## ЗАДАНИЯ
1. Как в двух предложениях передать суть отрывка о Туре Хейердале?
2. Какие географические названия встречаются в отрывке о Туре Хейердале? Перечислите все.
3. Продолжите отрывок о Туре Хейердале, начав сразу после его последнего предложения.

## ИЗВЛЕЧЁННЫЙ ТЕКСТ
Тур и Ивонн провели почти год в Углевике, когда однажды в июле 1951 года к ним вдруг постучался их хороший сосед Уле Углевиген. Туру Хейердалу звонят по международному телефону. Из Америки. Это срочно.
Уле был крестьянином. За один или два шиллинга он предоставлял свои услуги горожанам, приехавшим погостить на дачах у Скьярвангена. Пока там жил Хейердал-старший, дел было немного, хотя кое-что приходилось делать и при нем. Но, как только здесь поселился его знаменитый сын, началась настоящая суета. Постоянно кому-то был нужен молодой Хейердал, и, поскольку в этой местности телефон был только у Уле, он, наряду с хозяйственными работами и другими делами, взял на себя и обязанность по связи с внешним миром.
Из Америки? Кто бы это мог быть?
Тур отложил карандаш и отправился вместе с Уле.
Агентство новостей Рейтер оставило свой номер. Тур пару раз повернул диск аппарата и поднял трубку. Через несколько секунд он связался с дамой на коммутаторе. Не будет ли она так любезна соединить с Нью-Йорком?
Что им было нужно? Поговорить о книге про «Кон-Тики», которая, похоже, побила все рекорды на американском рынке?
— Да, сэр, это говорит Тур Хейердал…
Агентство просило дать комментарий в отношении иска, выдвинутого против него миссис Арлетт Пуреа с требованием компенсации в размере 150 тысяч долларов. Дело будет разбираться в одном из судов Лос-Анджелеса осенью{167}.
Изменившись в лице, Тур положил трубку. Сумма составляла в пересчете на кроны почти миллион, или, по сегодняшним меркам, четырнадцать миллионов. Если Арлетт Пуреа, исполнительница танца хула-хула, с которой он познакомился на Таити, выиграет дело, она разорит его. Он думал, что, возможно, отделается уплатой «подходящей суммы», чтобы отозвать иск{168}, но что она зайдет в своих требованиях так далеко, он не мог представить даже в самом страшном сне.
Как только Хейердал вернулся в дом, он тут же сел за машинку и начал писать письмо адвокату, помогавшему ему в Лос-Анджелесе: «Я, как и Вы, конечно, понимаете, шокирован. Мне представляется, что все это заговор с целью составить себе целое состояние. Я не думаю, что она сама додумалась до этого, напротив, я подозреваю, что кто-то поделился с ней мыслью о том, что это был бы легкий способ заработать деньги. […] Сам размер ее требований доказывает бесчестность ее намерений»{169}.

## ПОКАЗАННЫЕ ЗАПИСИ
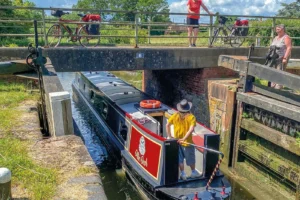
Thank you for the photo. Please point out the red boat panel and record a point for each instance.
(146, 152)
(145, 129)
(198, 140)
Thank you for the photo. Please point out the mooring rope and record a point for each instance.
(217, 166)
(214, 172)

--

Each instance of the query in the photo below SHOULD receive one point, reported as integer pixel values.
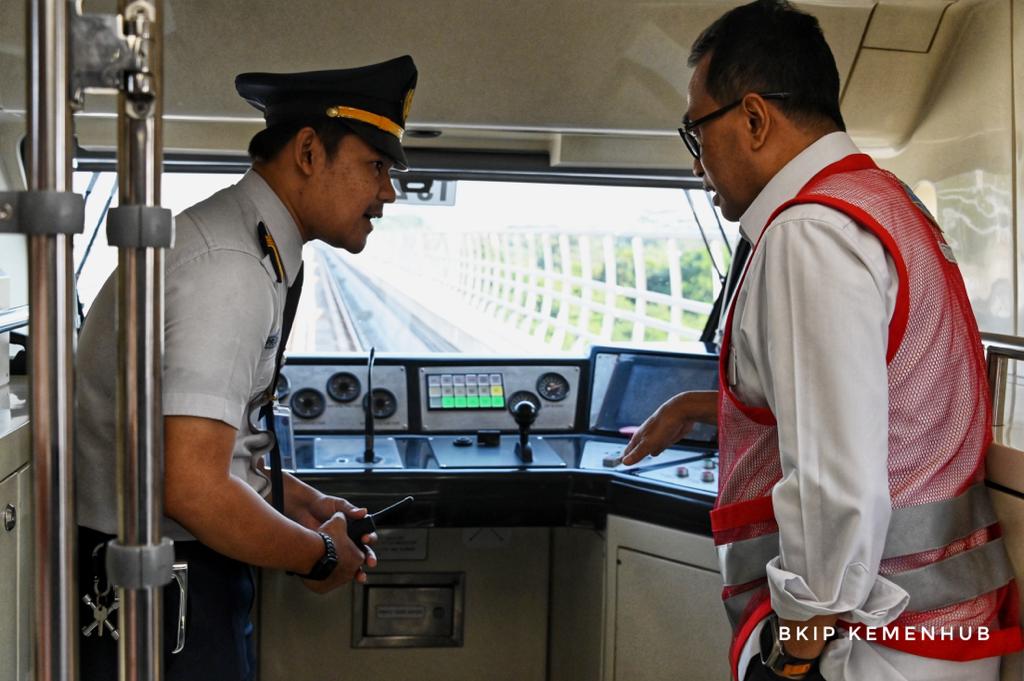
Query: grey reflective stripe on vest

...

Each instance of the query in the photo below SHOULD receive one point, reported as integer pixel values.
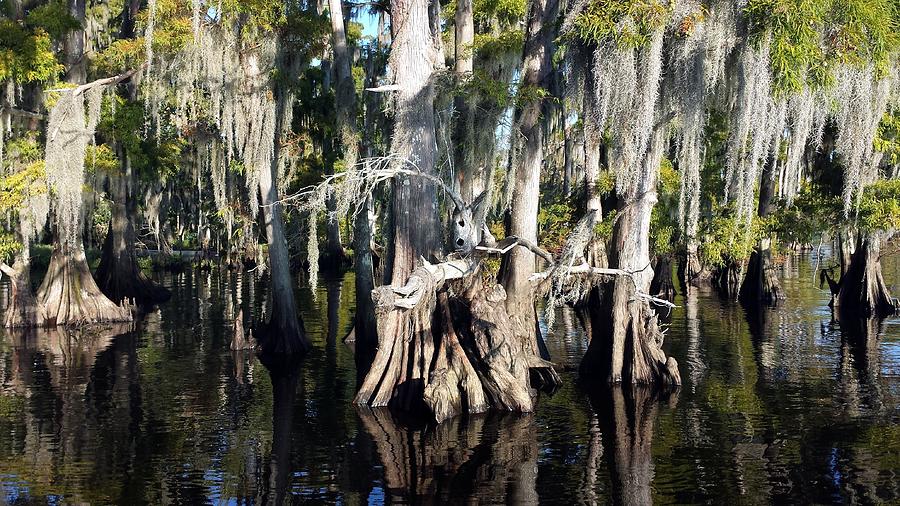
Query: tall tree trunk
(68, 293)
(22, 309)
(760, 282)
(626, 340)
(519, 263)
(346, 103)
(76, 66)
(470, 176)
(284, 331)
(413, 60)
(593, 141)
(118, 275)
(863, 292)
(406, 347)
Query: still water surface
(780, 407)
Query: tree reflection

## ОТВЕТЫ ПО НОМЕРАМ
1. В июле 1951 года, когда Тур и Ивонн почти год прожили в Углевике, сосед Уле Углевиген позвал Тура к своему телефону из-за срочного звонка из Америки. Агентство Рейтер сообщило, что Арлетт Пуреа подала против Хейердала иск на 150 тысяч долларов, и потрясённый Тур сразу написал своему адвокату в Лос-Анджелес, что видит в этом заговор с целью нажиться.

2. Углевик, Скьярванген, Америка, Нью-Йорк, Лос-Анджелес, Таити.

3.
Этот «кто-то», на кого намекал Тур, был мистер Джон Рассел Розин, американский муж Арлетт Пуреа. Во время презентации книги о «Кон-Тики» в нью-йоркском клубе «Книга месяца» издатель использовал фотографию его жены, взятую из книги. Фотография запечатлела Арлетт Пуреа в традиционной полинезийской юбке во время исполнения танца хула-хула. В гневном письме директору книжного клуба господин Розин утверждал, что фотографию сделали без согласия его жены. Особенно его возмутило то, что в тексте ее упомянули как «танцующую девушку», и это опозорило их обоих как в США, так и на Таити. От себя лично Розину было больше нечего добавить, кроме как выразить недоумение по поводу того, что «организация с таким богатым опытом могла совершить подобную ошибку»{170}.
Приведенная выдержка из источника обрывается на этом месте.